### GIVEN REQUEST
Convert everything in the listing below from the line containing "Where can you see the reindeer head" down to the line containing "column 117, row 93", both included, into a JSON list of strings with one string per line and blank lines left out.
## BEGIN DATASET RECORDS
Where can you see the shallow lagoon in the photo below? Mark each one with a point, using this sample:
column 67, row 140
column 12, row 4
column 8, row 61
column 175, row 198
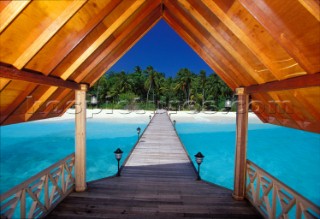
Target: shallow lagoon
column 291, row 155
column 28, row 148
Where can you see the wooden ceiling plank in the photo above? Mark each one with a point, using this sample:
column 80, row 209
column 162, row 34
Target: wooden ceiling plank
column 135, row 5
column 77, row 29
column 194, row 10
column 148, row 7
column 46, row 35
column 295, row 105
column 269, row 19
column 261, row 43
column 310, row 80
column 24, row 75
column 215, row 48
column 17, row 102
column 51, row 105
column 199, row 50
column 39, row 102
column 313, row 6
column 10, row 12
column 3, row 83
column 29, row 105
column 126, row 44
column 227, row 21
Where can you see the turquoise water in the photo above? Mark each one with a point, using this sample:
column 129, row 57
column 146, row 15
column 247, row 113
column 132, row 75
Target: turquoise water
column 293, row 156
column 28, row 148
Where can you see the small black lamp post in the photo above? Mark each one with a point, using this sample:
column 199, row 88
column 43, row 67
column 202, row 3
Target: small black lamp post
column 138, row 132
column 199, row 158
column 227, row 105
column 118, row 155
column 94, row 101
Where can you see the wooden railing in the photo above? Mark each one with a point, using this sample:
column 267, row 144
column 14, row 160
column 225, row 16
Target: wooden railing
column 37, row 196
column 274, row 199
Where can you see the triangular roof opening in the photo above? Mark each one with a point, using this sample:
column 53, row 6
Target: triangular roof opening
column 163, row 49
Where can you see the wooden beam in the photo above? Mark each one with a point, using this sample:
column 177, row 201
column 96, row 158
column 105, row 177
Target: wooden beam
column 225, row 42
column 241, row 145
column 10, row 12
column 299, row 37
column 312, row 6
column 109, row 31
column 120, row 34
column 46, row 35
column 310, row 80
column 23, row 75
column 199, row 49
column 80, row 139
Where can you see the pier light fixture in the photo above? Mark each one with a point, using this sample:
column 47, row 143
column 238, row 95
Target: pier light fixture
column 227, row 105
column 138, row 132
column 199, row 158
column 118, row 154
column 94, row 100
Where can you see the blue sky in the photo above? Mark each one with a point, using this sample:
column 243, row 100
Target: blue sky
column 162, row 48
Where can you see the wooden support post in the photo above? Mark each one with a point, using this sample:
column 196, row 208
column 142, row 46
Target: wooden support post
column 241, row 145
column 80, row 139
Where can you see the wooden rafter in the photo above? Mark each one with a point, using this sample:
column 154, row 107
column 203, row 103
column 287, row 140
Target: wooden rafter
column 28, row 76
column 297, row 39
column 10, row 12
column 310, row 80
column 76, row 28
column 108, row 32
column 196, row 10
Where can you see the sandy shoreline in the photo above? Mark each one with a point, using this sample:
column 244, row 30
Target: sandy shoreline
column 125, row 116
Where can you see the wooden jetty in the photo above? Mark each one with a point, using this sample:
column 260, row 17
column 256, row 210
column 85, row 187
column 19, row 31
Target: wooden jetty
column 158, row 180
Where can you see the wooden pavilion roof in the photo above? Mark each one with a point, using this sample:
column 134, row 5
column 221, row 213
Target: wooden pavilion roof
column 270, row 47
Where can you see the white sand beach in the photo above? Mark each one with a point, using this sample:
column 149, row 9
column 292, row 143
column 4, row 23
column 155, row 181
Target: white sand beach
column 125, row 116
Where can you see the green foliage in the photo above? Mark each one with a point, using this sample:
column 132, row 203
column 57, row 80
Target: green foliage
column 149, row 89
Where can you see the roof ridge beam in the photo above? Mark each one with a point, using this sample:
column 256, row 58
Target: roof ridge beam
column 309, row 80
column 12, row 73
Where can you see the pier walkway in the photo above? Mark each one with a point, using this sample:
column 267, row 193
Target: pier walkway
column 157, row 181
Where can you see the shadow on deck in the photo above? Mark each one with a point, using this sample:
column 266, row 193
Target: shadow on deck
column 153, row 191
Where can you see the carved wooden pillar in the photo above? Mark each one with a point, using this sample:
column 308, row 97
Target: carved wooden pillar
column 80, row 139
column 241, row 145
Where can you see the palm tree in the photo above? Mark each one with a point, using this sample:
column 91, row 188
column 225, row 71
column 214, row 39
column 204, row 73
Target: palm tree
column 203, row 81
column 184, row 77
column 151, row 81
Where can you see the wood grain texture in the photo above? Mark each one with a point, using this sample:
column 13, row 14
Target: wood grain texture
column 157, row 181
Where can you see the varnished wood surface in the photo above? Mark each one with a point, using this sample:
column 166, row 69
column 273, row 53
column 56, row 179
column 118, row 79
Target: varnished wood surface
column 157, row 181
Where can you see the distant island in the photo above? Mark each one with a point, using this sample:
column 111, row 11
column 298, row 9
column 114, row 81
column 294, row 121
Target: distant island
column 149, row 89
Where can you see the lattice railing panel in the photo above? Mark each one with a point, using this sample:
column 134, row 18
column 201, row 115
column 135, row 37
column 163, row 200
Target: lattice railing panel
column 38, row 195
column 274, row 199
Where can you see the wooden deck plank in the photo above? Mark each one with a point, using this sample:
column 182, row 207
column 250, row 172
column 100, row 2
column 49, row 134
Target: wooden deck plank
column 158, row 180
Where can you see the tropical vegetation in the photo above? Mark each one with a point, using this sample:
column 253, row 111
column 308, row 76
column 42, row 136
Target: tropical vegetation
column 150, row 89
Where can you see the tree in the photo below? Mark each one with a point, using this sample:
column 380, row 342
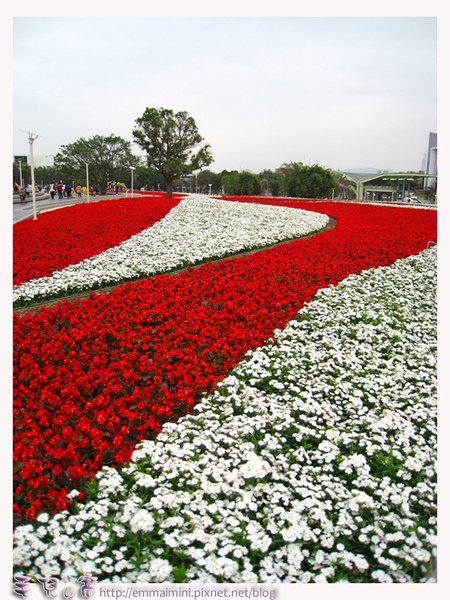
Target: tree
column 241, row 184
column 300, row 181
column 171, row 141
column 109, row 158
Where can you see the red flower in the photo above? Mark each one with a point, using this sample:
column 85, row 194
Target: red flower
column 81, row 401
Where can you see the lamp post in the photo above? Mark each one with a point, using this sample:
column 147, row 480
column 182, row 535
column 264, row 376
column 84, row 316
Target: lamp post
column 33, row 189
column 132, row 169
column 87, row 183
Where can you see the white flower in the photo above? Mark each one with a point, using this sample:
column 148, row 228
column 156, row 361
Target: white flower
column 142, row 521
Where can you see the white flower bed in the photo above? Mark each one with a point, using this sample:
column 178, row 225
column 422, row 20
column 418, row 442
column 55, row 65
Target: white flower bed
column 198, row 228
column 314, row 461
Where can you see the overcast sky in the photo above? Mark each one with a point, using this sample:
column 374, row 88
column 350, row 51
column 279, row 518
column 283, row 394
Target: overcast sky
column 341, row 92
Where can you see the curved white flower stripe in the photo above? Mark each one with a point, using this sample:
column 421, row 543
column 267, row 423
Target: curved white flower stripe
column 198, row 228
column 313, row 461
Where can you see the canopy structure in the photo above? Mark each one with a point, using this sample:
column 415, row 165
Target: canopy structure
column 387, row 186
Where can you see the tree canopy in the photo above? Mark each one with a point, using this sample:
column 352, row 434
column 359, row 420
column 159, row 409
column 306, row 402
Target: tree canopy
column 172, row 143
column 241, row 184
column 109, row 158
column 302, row 181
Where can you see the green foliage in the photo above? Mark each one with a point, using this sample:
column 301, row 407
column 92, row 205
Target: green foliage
column 171, row 141
column 109, row 159
column 300, row 181
column 241, row 184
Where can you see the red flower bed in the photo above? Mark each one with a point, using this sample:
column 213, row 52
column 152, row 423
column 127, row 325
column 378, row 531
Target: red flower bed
column 94, row 377
column 63, row 237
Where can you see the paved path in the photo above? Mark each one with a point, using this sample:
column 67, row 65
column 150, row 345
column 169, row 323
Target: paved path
column 24, row 210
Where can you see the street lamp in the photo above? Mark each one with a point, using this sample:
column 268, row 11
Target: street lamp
column 132, row 169
column 20, row 173
column 87, row 183
column 33, row 190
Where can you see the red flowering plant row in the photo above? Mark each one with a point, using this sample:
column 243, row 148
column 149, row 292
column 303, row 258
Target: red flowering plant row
column 63, row 237
column 94, row 377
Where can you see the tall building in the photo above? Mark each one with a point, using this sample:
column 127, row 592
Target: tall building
column 430, row 183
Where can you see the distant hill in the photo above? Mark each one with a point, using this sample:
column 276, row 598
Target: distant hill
column 368, row 170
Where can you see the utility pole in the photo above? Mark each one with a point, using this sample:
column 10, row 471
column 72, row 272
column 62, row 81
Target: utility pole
column 31, row 139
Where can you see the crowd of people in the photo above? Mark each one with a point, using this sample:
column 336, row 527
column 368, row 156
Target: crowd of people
column 57, row 190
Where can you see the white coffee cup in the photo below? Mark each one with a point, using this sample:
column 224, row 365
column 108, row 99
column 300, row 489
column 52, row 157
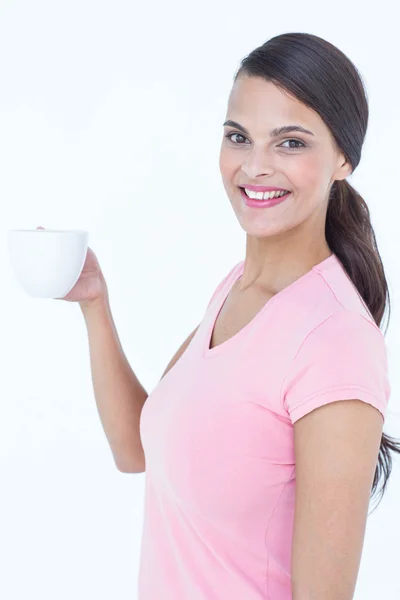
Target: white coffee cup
column 47, row 262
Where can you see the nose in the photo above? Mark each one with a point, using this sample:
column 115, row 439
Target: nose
column 255, row 165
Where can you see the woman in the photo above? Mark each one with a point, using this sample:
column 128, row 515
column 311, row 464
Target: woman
column 263, row 440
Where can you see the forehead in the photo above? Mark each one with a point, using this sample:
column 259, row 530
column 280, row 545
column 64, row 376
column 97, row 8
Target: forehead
column 261, row 105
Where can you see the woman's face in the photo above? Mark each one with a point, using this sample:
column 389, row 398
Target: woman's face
column 306, row 166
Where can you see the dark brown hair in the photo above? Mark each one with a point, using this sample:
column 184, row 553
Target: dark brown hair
column 322, row 77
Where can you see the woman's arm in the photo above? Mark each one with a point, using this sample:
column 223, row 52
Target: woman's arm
column 336, row 453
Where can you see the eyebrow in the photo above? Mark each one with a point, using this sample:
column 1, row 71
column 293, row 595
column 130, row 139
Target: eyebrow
column 274, row 132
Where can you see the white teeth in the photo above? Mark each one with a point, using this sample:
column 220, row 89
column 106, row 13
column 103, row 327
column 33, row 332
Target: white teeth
column 264, row 195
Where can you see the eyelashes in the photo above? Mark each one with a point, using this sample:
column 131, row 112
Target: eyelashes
column 303, row 145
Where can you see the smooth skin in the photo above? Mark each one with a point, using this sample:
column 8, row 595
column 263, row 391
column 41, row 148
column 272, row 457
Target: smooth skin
column 336, row 445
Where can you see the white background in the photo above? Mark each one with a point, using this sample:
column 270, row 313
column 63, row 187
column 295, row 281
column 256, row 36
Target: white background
column 111, row 119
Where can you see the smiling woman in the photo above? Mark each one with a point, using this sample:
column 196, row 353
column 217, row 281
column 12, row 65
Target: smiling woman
column 263, row 442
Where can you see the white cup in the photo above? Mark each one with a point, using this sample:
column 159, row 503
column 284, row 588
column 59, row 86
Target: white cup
column 47, row 262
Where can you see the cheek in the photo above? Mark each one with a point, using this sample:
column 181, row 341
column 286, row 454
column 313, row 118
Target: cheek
column 305, row 174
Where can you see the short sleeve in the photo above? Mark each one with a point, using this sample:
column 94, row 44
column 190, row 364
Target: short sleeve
column 343, row 358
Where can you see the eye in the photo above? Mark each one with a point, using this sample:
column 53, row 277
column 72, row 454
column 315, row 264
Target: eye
column 302, row 145
column 294, row 148
column 229, row 136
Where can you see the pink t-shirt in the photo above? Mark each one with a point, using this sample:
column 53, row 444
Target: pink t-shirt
column 217, row 433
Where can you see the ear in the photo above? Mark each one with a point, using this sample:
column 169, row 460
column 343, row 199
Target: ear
column 343, row 169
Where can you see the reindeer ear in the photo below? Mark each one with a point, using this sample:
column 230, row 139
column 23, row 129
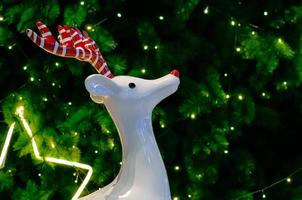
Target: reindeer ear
column 98, row 85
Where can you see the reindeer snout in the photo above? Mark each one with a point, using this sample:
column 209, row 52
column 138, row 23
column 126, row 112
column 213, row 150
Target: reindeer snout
column 175, row 72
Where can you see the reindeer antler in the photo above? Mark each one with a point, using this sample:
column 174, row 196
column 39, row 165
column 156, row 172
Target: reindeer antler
column 73, row 44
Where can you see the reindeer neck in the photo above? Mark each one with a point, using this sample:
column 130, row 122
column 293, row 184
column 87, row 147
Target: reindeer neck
column 142, row 166
column 135, row 129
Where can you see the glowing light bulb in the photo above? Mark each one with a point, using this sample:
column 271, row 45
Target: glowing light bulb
column 206, row 10
column 88, row 27
column 193, row 116
column 240, row 97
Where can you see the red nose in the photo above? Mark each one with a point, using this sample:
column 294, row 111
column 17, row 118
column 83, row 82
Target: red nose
column 175, row 72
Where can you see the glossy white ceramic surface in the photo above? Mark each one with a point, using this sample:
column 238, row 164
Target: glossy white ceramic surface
column 142, row 175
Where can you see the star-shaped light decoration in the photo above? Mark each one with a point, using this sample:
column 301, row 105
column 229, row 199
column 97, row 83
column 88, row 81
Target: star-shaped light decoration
column 3, row 155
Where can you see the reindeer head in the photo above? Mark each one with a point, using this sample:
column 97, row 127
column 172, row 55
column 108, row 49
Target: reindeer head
column 117, row 93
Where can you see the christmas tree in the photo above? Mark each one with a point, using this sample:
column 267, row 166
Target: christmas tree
column 230, row 132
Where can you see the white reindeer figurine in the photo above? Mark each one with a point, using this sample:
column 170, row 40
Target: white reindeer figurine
column 130, row 102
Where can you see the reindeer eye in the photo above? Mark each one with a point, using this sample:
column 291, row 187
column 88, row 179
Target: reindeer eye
column 132, row 85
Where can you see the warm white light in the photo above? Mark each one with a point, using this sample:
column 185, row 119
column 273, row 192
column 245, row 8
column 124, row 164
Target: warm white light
column 206, row 10
column 6, row 145
column 74, row 164
column 88, row 27
column 20, row 114
column 280, row 40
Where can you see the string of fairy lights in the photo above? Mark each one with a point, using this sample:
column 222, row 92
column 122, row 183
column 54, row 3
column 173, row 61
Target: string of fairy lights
column 145, row 47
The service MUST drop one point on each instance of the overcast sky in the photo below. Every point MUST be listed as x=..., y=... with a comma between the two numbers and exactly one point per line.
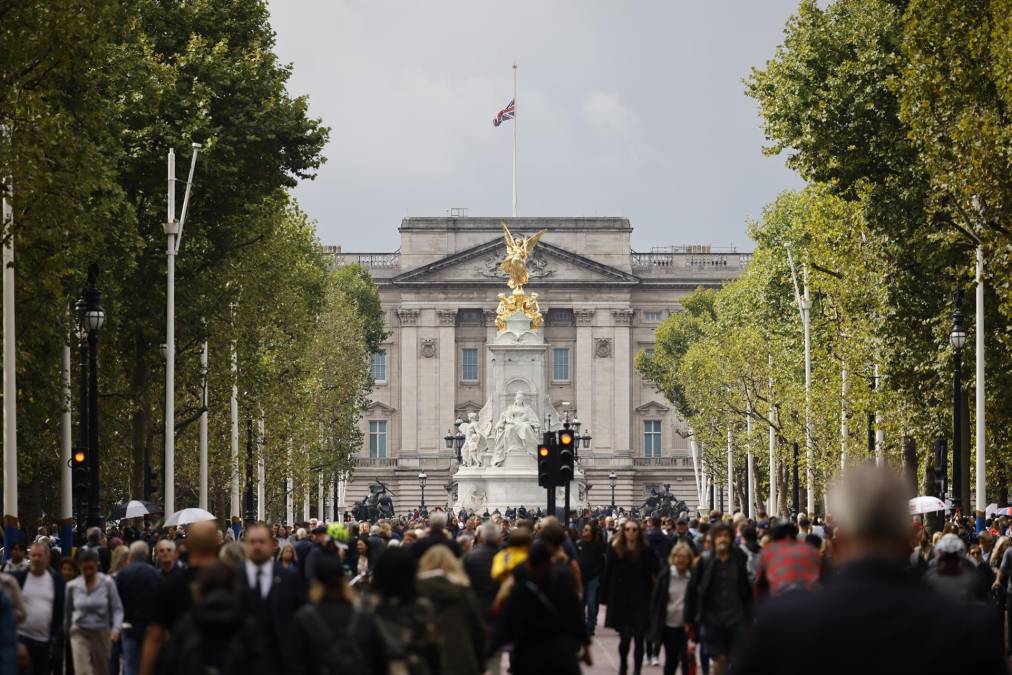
x=630, y=108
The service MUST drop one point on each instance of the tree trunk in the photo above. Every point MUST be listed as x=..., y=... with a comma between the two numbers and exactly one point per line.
x=910, y=462
x=141, y=422
x=930, y=486
x=782, y=498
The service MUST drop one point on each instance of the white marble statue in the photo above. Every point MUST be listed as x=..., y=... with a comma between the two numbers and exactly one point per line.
x=474, y=442
x=517, y=429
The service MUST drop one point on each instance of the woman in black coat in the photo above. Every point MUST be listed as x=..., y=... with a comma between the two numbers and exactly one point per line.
x=625, y=589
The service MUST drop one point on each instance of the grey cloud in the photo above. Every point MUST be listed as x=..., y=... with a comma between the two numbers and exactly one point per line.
x=633, y=108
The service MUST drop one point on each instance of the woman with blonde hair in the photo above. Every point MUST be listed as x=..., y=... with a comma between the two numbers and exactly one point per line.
x=625, y=589
x=442, y=581
x=287, y=557
x=118, y=560
x=667, y=609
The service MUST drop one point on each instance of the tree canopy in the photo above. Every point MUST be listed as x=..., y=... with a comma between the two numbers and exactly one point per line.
x=94, y=96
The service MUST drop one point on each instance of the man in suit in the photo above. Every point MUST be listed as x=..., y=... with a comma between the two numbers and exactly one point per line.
x=873, y=615
x=272, y=593
x=138, y=584
x=43, y=591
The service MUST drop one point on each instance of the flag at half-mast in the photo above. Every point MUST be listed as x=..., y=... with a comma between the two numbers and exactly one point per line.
x=507, y=112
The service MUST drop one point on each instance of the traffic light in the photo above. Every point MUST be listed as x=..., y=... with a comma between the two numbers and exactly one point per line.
x=567, y=455
x=151, y=484
x=79, y=474
x=546, y=456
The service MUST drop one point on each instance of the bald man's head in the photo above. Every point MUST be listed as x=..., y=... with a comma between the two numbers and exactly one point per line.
x=202, y=541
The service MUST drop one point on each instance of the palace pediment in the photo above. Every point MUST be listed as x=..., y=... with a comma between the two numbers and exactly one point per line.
x=550, y=265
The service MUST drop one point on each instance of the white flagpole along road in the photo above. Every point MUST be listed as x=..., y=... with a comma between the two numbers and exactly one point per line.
x=202, y=449
x=10, y=518
x=514, y=140
x=982, y=500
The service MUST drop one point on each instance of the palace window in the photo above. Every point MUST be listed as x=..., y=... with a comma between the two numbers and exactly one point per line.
x=560, y=317
x=377, y=365
x=470, y=317
x=560, y=364
x=652, y=438
x=377, y=439
x=469, y=364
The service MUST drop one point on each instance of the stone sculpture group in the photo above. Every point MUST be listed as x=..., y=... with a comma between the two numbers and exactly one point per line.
x=488, y=442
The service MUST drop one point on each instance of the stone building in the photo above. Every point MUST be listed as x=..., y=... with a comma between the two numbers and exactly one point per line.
x=601, y=303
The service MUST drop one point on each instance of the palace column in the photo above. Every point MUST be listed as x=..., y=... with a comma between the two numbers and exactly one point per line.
x=409, y=381
x=584, y=384
x=446, y=396
x=621, y=440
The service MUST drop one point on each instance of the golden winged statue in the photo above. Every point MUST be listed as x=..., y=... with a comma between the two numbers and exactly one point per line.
x=515, y=265
x=517, y=252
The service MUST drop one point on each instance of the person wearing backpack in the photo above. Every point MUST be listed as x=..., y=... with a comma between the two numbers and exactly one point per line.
x=332, y=636
x=218, y=636
x=406, y=621
x=543, y=619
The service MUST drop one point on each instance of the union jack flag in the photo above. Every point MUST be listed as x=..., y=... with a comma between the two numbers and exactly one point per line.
x=507, y=112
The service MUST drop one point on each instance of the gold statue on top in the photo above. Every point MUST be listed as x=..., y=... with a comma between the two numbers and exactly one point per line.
x=515, y=265
x=517, y=253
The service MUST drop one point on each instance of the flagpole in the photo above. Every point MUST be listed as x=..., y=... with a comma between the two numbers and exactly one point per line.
x=514, y=140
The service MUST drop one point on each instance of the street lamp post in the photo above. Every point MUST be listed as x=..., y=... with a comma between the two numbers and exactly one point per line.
x=92, y=320
x=578, y=439
x=81, y=496
x=804, y=299
x=453, y=438
x=173, y=233
x=957, y=338
x=250, y=512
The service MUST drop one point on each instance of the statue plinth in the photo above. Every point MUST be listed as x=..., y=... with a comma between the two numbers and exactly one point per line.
x=499, y=466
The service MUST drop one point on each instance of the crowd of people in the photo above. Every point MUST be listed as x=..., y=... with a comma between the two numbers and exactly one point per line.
x=867, y=589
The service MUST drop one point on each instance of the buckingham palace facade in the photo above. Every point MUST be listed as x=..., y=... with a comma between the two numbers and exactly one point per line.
x=601, y=303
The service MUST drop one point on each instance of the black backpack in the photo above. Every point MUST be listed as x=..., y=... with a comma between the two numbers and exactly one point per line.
x=340, y=654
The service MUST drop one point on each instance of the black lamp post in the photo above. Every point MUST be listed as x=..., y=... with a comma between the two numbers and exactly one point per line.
x=91, y=318
x=957, y=338
x=453, y=437
x=574, y=426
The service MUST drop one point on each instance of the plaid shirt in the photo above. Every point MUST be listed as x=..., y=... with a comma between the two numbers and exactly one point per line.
x=788, y=565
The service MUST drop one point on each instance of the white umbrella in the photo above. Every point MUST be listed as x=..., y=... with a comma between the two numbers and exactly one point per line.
x=132, y=509
x=926, y=505
x=188, y=516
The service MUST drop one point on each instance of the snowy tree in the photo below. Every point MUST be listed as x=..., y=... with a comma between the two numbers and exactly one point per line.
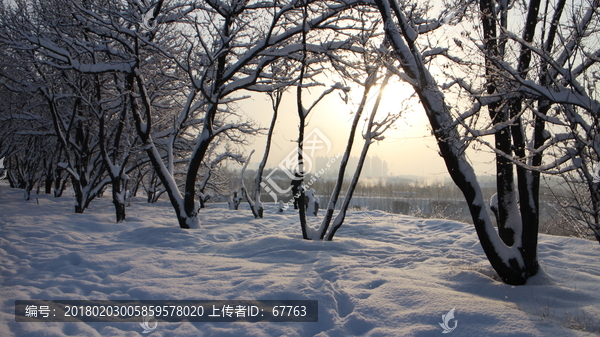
x=507, y=92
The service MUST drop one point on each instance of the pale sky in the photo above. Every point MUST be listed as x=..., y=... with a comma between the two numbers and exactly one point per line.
x=409, y=148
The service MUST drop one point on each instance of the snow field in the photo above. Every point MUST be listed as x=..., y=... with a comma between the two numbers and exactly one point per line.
x=383, y=275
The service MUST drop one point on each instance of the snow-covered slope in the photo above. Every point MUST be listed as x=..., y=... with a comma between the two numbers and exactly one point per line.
x=384, y=275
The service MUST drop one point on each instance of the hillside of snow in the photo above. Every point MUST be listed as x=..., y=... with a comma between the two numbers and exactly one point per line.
x=383, y=275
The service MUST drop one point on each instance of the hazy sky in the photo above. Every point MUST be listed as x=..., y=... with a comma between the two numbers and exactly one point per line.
x=409, y=148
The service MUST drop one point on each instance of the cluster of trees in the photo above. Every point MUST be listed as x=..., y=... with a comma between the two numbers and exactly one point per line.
x=118, y=91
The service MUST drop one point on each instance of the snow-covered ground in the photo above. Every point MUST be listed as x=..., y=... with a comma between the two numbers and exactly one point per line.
x=384, y=275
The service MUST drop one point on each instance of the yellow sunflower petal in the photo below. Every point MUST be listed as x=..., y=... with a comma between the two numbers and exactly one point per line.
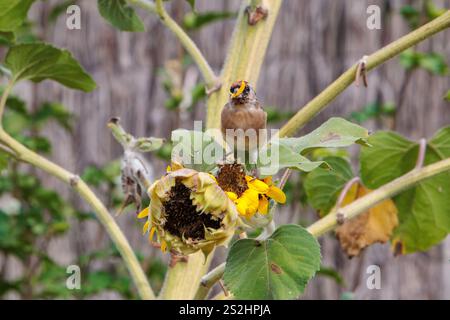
x=232, y=195
x=152, y=233
x=241, y=207
x=145, y=227
x=144, y=213
x=251, y=211
x=276, y=194
x=163, y=246
x=263, y=207
x=251, y=196
x=268, y=180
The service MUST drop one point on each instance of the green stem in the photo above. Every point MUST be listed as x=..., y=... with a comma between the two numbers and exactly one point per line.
x=158, y=8
x=24, y=154
x=183, y=280
x=208, y=281
x=387, y=191
x=312, y=108
x=244, y=61
x=3, y=99
x=350, y=211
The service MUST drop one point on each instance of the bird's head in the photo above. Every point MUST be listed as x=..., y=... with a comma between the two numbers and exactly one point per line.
x=240, y=91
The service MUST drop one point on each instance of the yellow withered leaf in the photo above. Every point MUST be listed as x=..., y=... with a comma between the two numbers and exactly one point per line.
x=375, y=225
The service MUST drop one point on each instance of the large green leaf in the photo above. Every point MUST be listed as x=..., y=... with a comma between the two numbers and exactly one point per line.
x=13, y=13
x=323, y=186
x=277, y=268
x=40, y=61
x=334, y=133
x=423, y=211
x=7, y=38
x=390, y=156
x=120, y=15
x=196, y=149
x=287, y=158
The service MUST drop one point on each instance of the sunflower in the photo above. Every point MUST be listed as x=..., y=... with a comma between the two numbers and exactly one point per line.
x=189, y=212
x=250, y=194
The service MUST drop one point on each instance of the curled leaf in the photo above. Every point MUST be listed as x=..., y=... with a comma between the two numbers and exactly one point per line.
x=375, y=225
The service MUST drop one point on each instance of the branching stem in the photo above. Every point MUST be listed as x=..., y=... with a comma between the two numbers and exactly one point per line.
x=205, y=69
x=312, y=108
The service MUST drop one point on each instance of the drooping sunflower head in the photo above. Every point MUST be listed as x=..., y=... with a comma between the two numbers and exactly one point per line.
x=250, y=195
x=189, y=212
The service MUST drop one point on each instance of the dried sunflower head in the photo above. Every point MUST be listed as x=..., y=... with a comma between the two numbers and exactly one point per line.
x=250, y=195
x=189, y=212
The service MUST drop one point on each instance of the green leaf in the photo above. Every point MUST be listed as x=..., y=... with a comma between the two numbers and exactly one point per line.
x=390, y=156
x=59, y=9
x=423, y=210
x=334, y=133
x=120, y=15
x=7, y=38
x=323, y=186
x=287, y=158
x=276, y=268
x=148, y=144
x=372, y=110
x=13, y=13
x=196, y=149
x=40, y=61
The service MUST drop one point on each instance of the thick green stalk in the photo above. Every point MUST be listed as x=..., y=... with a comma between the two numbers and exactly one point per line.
x=312, y=108
x=245, y=57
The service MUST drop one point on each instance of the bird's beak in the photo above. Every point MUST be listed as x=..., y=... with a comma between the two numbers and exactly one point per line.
x=239, y=91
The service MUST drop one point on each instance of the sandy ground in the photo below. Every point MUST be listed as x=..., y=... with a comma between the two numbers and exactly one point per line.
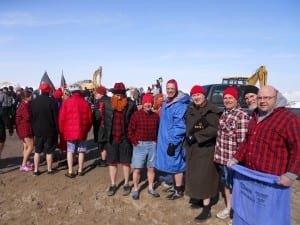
x=56, y=199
## END DATASET RECORDS
### EXERCISE RESPONSE
[
  "Where can you see the reindeer head in the photo above? Mark each one with a point, using this sample:",
  "column 97, row 127",
  "column 172, row 55",
  "column 108, row 49",
  "Target: reindeer head",
  "column 117, row 93"
]